### Work required
Copy exactly the lines of the material below that run from the one containing "140L333 138L324 147L329" through the one containing "positive clicks: (123, 185)". Copy no other lines.

### Information supplied
==============================
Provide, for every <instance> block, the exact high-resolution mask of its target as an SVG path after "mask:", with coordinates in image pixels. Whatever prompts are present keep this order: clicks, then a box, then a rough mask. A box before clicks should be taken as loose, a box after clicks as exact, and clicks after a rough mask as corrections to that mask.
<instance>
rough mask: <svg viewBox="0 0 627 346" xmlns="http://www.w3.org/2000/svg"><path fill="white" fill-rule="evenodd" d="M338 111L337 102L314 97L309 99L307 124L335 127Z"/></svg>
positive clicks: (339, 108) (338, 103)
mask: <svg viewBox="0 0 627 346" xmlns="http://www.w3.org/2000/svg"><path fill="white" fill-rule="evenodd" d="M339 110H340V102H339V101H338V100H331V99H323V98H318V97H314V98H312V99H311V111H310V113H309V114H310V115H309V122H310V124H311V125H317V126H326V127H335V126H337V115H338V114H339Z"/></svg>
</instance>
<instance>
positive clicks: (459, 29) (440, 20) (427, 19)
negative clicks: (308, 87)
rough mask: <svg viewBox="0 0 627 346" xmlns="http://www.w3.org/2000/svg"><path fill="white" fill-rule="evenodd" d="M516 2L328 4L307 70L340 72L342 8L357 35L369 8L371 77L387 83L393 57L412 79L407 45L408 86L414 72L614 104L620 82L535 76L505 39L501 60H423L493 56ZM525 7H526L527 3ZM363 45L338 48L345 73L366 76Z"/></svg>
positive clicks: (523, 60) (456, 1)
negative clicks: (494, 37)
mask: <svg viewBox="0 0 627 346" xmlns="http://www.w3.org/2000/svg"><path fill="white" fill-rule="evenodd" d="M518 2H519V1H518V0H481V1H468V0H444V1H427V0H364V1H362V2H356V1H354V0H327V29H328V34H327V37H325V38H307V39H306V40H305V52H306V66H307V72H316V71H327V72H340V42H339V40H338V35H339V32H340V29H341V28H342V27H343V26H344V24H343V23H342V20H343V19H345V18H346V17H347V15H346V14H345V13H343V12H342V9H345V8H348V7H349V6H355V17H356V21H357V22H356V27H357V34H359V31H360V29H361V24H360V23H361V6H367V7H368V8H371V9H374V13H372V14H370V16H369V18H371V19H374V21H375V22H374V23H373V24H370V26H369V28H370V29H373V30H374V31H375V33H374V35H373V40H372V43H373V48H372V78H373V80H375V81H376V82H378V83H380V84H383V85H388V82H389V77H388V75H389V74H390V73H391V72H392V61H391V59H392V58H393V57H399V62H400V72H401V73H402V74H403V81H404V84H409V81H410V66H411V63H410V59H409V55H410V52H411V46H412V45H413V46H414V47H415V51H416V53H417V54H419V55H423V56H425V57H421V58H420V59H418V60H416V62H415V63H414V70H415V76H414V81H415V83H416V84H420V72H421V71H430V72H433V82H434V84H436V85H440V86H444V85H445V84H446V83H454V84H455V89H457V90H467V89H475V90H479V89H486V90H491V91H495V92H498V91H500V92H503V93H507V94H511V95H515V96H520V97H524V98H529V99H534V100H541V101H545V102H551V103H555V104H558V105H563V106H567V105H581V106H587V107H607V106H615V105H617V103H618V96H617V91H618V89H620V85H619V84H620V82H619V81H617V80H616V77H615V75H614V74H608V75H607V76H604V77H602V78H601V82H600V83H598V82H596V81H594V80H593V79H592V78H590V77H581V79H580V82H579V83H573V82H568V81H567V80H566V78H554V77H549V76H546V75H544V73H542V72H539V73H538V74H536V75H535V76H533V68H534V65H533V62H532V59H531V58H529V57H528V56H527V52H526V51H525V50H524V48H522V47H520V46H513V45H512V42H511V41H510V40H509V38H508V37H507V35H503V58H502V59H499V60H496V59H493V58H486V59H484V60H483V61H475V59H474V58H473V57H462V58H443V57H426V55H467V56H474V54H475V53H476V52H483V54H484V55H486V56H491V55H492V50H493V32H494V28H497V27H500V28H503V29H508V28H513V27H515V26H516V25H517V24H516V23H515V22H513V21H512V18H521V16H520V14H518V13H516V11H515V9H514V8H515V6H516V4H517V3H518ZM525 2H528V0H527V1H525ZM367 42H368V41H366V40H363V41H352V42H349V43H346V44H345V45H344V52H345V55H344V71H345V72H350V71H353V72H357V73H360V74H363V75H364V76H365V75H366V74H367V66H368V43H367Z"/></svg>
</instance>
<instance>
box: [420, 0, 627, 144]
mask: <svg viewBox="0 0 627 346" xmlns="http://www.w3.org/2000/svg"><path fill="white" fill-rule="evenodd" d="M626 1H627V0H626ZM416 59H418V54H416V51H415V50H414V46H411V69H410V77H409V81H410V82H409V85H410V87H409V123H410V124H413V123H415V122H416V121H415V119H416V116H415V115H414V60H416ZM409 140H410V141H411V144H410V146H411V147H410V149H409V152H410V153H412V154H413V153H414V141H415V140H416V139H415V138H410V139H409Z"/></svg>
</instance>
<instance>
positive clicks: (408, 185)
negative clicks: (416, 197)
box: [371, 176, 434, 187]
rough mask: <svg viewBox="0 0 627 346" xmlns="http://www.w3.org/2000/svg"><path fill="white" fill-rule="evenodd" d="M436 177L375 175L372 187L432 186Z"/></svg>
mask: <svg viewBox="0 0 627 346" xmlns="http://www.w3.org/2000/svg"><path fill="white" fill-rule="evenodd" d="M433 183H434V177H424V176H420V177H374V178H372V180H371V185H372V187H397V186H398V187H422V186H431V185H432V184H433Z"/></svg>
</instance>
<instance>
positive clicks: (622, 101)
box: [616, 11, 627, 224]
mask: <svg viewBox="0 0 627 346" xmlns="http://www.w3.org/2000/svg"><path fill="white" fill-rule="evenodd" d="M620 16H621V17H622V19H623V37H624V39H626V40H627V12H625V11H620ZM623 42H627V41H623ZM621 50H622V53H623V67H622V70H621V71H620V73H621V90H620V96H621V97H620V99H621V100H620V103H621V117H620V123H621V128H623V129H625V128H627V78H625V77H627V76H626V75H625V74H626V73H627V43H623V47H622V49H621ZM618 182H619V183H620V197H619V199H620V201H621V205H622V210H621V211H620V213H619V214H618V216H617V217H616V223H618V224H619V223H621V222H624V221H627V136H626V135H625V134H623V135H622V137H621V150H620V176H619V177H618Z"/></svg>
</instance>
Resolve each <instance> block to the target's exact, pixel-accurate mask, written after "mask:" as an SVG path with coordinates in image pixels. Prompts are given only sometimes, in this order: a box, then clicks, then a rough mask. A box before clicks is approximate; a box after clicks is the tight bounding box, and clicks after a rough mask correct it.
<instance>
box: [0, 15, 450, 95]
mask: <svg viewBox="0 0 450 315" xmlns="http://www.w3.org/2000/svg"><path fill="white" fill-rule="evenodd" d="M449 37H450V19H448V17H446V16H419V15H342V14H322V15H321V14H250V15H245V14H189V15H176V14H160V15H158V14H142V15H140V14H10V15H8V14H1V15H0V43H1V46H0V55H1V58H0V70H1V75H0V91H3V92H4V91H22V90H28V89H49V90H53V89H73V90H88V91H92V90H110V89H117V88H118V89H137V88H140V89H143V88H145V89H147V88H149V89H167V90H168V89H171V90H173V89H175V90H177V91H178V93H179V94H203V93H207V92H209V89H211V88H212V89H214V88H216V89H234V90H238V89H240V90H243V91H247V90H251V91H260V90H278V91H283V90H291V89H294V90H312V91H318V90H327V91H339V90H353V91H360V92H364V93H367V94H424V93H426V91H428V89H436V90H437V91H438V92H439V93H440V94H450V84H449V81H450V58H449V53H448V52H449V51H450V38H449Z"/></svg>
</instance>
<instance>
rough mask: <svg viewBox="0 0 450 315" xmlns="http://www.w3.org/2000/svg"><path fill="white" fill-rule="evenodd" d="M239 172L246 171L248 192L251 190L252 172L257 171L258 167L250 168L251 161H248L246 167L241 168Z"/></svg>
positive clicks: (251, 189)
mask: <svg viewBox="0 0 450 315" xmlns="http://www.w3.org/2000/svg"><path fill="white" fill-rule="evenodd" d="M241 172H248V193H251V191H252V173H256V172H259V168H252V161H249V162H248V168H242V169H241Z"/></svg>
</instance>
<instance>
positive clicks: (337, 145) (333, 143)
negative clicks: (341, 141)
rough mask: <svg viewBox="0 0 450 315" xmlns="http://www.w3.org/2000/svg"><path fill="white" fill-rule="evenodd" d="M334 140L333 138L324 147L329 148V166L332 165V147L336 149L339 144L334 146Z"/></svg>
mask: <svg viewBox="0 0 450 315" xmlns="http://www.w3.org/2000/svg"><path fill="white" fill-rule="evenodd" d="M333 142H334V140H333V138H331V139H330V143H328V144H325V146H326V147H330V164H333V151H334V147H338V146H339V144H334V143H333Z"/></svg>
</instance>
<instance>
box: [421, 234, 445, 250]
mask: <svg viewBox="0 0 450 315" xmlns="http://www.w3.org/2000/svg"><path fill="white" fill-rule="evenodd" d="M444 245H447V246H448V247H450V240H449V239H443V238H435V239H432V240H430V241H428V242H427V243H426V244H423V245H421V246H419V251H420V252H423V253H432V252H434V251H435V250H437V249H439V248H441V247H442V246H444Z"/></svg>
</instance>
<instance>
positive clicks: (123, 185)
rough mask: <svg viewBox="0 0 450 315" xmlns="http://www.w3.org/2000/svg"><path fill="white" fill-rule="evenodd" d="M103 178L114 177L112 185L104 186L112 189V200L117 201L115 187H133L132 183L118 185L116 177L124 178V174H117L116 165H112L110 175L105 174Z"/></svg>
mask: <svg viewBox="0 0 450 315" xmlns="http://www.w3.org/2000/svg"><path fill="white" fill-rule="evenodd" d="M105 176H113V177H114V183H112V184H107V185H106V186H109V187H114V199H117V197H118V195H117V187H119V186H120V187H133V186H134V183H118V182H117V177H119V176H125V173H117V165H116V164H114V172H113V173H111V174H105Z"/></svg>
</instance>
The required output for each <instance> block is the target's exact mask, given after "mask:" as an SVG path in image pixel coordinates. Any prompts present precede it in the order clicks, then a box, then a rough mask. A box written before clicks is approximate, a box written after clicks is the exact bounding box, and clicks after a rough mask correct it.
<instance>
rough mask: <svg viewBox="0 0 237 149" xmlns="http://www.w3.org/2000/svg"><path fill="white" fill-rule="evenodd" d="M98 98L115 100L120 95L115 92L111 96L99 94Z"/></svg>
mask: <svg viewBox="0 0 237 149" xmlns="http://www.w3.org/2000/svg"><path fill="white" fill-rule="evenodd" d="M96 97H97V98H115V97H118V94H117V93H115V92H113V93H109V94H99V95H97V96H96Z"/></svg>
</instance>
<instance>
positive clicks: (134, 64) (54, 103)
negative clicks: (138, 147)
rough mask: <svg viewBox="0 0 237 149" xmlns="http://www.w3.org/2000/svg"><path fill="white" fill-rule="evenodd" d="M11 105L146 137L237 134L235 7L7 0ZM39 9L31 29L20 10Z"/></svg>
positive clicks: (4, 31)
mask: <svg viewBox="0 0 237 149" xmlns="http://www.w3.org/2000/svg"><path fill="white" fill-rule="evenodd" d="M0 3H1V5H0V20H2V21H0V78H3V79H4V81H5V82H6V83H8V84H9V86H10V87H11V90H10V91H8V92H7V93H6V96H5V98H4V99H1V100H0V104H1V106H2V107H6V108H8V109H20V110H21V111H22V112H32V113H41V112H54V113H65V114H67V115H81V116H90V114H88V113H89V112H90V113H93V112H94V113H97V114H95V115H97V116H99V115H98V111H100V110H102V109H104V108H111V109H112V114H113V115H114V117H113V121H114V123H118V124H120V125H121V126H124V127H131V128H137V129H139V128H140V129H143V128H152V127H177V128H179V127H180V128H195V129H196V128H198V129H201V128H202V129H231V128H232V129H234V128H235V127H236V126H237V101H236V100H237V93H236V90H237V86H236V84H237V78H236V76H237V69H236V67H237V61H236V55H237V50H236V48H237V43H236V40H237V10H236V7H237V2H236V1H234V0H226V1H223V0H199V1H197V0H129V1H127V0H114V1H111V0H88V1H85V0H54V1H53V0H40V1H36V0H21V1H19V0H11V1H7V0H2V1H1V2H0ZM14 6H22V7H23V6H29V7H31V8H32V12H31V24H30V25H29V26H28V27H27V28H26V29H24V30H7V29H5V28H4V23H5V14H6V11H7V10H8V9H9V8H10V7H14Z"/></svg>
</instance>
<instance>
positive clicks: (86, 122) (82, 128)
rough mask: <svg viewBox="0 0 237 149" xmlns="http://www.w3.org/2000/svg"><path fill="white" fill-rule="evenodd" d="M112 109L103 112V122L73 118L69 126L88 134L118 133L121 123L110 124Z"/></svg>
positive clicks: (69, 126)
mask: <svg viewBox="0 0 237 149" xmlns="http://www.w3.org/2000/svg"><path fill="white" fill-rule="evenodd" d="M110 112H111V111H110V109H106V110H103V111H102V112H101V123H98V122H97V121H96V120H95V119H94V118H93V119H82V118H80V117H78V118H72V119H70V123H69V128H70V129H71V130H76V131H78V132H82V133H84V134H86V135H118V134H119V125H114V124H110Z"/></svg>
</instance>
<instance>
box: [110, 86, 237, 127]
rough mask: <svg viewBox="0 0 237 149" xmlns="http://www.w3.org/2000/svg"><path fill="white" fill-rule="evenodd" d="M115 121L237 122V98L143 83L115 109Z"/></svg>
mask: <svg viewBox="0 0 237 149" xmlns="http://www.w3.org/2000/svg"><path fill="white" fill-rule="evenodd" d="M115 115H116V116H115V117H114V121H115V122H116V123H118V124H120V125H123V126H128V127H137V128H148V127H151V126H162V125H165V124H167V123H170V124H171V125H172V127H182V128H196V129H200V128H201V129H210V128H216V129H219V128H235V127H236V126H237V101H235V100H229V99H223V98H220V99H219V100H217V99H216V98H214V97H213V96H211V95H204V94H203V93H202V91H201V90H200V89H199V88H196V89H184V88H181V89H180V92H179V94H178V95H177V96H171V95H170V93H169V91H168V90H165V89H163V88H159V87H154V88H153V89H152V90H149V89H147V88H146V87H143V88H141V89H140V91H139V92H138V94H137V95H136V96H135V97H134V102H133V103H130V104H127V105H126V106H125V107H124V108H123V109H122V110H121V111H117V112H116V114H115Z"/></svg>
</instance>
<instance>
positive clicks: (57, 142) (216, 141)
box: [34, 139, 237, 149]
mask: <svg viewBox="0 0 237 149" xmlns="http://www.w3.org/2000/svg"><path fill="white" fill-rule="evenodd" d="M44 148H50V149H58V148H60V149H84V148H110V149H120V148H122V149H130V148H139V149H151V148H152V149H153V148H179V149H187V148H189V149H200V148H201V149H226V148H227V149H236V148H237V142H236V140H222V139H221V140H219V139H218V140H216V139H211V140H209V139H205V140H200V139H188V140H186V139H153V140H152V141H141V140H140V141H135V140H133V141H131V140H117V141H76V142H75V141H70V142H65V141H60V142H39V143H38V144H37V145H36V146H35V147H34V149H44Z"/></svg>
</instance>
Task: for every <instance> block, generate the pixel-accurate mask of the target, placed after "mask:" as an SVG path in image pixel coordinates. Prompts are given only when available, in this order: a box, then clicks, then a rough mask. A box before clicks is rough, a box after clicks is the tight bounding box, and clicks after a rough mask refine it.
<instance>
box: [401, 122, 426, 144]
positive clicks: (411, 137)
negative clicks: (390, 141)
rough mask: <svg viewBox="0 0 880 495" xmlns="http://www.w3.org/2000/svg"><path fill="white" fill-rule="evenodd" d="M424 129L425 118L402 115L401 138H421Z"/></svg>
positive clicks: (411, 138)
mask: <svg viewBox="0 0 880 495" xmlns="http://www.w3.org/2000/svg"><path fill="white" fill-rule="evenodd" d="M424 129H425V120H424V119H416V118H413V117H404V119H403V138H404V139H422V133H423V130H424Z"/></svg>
==============================
### Reply
rough mask: <svg viewBox="0 0 450 315" xmlns="http://www.w3.org/2000/svg"><path fill="white" fill-rule="evenodd" d="M334 140L333 138L324 147L329 148V166L332 165V147L336 149L339 144L334 146Z"/></svg>
mask: <svg viewBox="0 0 450 315" xmlns="http://www.w3.org/2000/svg"><path fill="white" fill-rule="evenodd" d="M333 142H334V140H333V138H331V139H330V143H328V144H325V146H326V147H330V164H333V151H334V147H338V146H339V144H334V143H333Z"/></svg>
</instance>
<instance>
box: [421, 234, 445, 250]
mask: <svg viewBox="0 0 450 315" xmlns="http://www.w3.org/2000/svg"><path fill="white" fill-rule="evenodd" d="M444 245H447V246H448V247H450V240H449V239H443V238H435V239H432V240H430V241H428V242H427V243H426V244H423V245H421V246H419V251H420V252H423V253H432V252H434V251H435V250H437V249H439V248H441V247H442V246H444Z"/></svg>
</instance>
<instance>
positive clicks: (123, 185)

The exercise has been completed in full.